**Potongan Teks:**
•••

Allah ﷻ berfirman kepada hamba dan rasul-Nya, yaitu Nabi Muhammad ﷺ: “Dan (ingatlah) pada hari (ketika) Kami bangkitkan pada tiap-tiap umat seorang saksi atas mereka dari mereka sendiri, dan Kami datangkan kamu (Muhammad) menjadi saksi atas mereka.” (An-Nahl: 89) Yakni atas umatmu. Maksudnya, ingatlah kamu tentang hari itu dan kengerian yang ada padanya serta kemuliaan yang besar dan kedudukan yang tinggi yang diberikan oleh Allah kepadamu pada hari itu.
Ayat ini mempunyai makna yang mirip dengan ayat yang sahabat Abdullah ibnu Mas'ud menghentikan bacaannya pada ayat tersebut. Ayat yang dimaksud adalah ayat surat An-Nisa, yaitu firman-Nya: “Maka bagaimanakah (halnya orang kafir nanti) apabila Kami mendatangkan seorang saksi (rasul) dari tiap-tiap umat dan Kami mendatangkan kamu (Muhammad) sebagai saksi atas mereka itu.” (An-Nisa: 41). Ketika bacaan sahabat Ibnu Mas'ud sampai pada ayat ini, Rasulullah ﷺ bersabda kepadanya, "Cukup," yakni hentikan bacaanmu. Ibnu Mas'ud mengatakan bahwa lalu ia berpaling melihat Rasulullah ﷺ, tiba-tiba ia melihat kedua mata Rasulullah ﷺ mencucurkan air matanya.”
Firman Allah ﷻ: “Dan Kami turunkan kepadamu Al-Kitab (Al-Qur'an) untuk menjelaskan segala sesuatu.” (An-Nahl: 89)
Ibnu Mas'ud mengatakan bahwa telah dijelaskan kepada kita di dalam Al-Qur'an ini semua ilmu dan segala sesuatu. Menurut Mujahid, telah dijelaskan di dalam Al-Qur'an semua perkara halal dan haram.
Pendapat Ibnu Mas'ud lebih umum dan lebih mencakup, karena sesungguhnya Al-Qur'an itu mencakup semua ilmu yang bermanfaat, menyangkut berita yang terdahulu dan pengetahuan tentang masa mendatang. Disebutkan pula semua perkara halal dan haram, serta segala sesuatu yang diperlukan oleh manusia dalam urusan dunia, agama, penghidupan, dan akhiratnya.

•••

**Isi Kumpulan Data:**
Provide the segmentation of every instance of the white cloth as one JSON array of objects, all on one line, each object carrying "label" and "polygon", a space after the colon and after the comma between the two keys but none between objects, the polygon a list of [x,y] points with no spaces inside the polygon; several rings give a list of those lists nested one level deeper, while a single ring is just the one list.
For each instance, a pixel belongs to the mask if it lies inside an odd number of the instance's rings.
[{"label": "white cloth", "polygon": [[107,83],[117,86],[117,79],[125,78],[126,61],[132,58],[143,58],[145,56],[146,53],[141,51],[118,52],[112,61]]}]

•••

**Deskripsi Tugas:**
Tampilkan bagian teks tafsir di antara "Ibnu Mas'ud mengatakan bahwa telah" dan "penghidupan, dan akhiratnya.", termasuk kedua batas itu, tanpa perubahan sedikit pun. Daftar ini merupakan bahan tersendiri yang terpisah dari teks tafsir.

**Jawaban:**
Ibnu Mas'ud mengatakan bahwa telah dijelaskan kepada kita di dalam Al-Qur'an ini semua ilmu dan segala sesuatu. Menurut Mujahid, telah dijelaskan di dalam Al-Qur'an semua perkara halal dan haram.
Pendapat Ibnu Mas'ud lebih umum dan lebih mencakup, karena sesungguhnya Al-Qur'an itu mencakup semua ilmu yang bermanfaat, menyangkut berita yang terdahulu dan pengetahuan tentang masa mendatang. Disebutkan pula semua perkara halal dan haram, serta segala sesuatu yang diperlukan oleh manusia dalam urusan dunia, agama, penghidupan, dan akhiratnya.